◆ Material for this exercise ◆
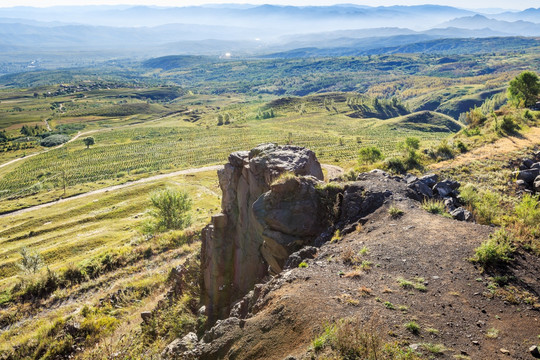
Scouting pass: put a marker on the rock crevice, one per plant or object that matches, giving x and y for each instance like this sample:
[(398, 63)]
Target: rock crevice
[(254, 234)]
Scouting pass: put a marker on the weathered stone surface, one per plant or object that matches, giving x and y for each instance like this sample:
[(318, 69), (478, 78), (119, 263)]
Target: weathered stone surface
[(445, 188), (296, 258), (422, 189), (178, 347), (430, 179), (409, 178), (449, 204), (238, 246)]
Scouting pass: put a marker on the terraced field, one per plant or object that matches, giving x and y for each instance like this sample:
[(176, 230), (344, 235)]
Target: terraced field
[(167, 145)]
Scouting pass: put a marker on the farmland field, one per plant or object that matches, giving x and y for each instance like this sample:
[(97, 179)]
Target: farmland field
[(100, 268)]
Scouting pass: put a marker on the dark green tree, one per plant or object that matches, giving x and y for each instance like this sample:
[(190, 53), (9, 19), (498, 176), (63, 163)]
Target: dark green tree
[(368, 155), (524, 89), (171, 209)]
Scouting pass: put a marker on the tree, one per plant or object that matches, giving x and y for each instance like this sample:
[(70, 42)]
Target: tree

...

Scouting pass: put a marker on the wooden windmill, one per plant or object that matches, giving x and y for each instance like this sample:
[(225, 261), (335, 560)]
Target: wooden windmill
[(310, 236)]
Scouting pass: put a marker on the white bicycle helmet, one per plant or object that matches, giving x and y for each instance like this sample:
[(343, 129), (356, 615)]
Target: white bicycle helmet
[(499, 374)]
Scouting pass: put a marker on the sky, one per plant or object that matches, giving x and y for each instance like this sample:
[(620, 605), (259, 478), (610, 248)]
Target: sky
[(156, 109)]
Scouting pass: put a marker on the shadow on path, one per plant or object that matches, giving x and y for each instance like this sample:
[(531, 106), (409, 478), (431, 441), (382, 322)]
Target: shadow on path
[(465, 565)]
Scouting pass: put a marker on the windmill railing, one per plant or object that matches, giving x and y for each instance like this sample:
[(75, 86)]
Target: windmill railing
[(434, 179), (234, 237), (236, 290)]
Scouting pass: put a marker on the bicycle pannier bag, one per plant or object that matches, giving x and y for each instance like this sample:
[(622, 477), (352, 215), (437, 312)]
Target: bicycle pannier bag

--

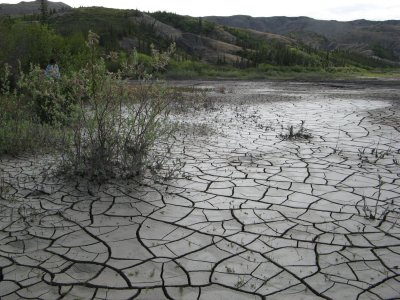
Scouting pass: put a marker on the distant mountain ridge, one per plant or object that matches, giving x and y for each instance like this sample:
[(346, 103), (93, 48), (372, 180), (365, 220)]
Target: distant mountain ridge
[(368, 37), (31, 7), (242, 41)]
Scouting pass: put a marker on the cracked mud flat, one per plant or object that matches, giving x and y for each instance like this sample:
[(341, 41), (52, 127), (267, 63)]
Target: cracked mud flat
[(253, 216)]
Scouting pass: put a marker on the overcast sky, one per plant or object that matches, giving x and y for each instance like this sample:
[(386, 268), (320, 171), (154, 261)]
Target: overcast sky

◆ Set exercise ◆
Copy out the part of the data that begins with the line containing "Scouting pass: put a marker on the cracked" and ends with the line containing "[(253, 216)]", including both of those lines.

◆ Result of the task ◆
Scouting pass: put a marker on the cracked mud flat, one per plant or object that matches, giving x and y for each instance like this sample:
[(341, 41), (52, 127), (267, 63)]
Target: cracked mud flat
[(253, 216)]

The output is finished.